Entradas de dados:
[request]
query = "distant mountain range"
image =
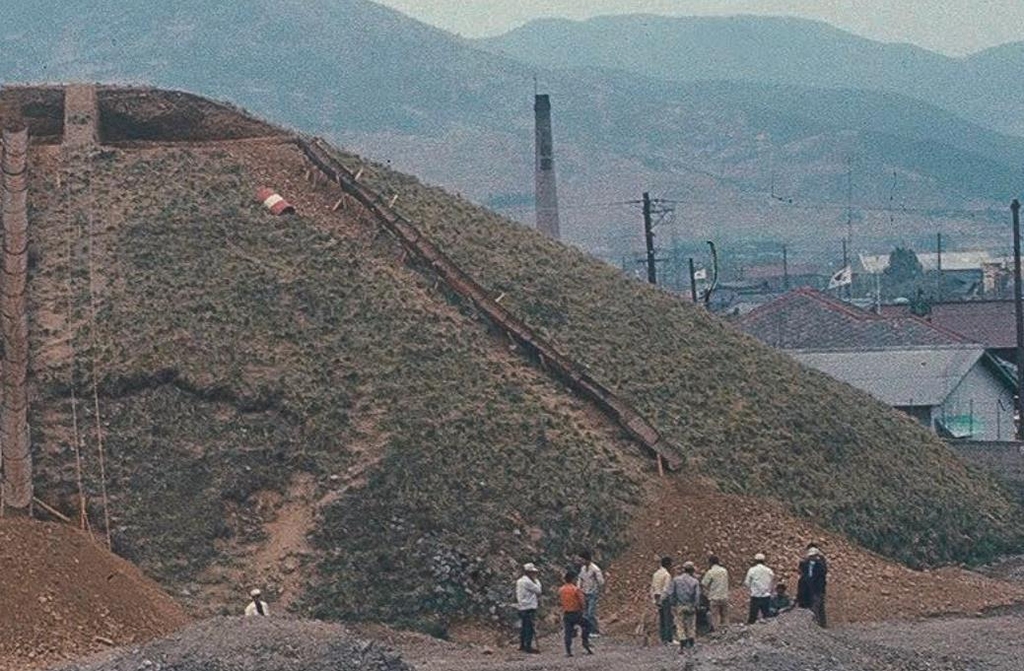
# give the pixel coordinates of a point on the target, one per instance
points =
(749, 157)
(984, 87)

Suas instruções: Pode reescrever toda a listagem acima trocando "distant" por "far" e deixando todo o resto inalterado, sem incluir as imagens na resposta?

Resposta ao problema:
[request]
query = "far mountain range"
image =
# give the pixel coordinates of a point on the target, one per instance
points =
(749, 157)
(984, 87)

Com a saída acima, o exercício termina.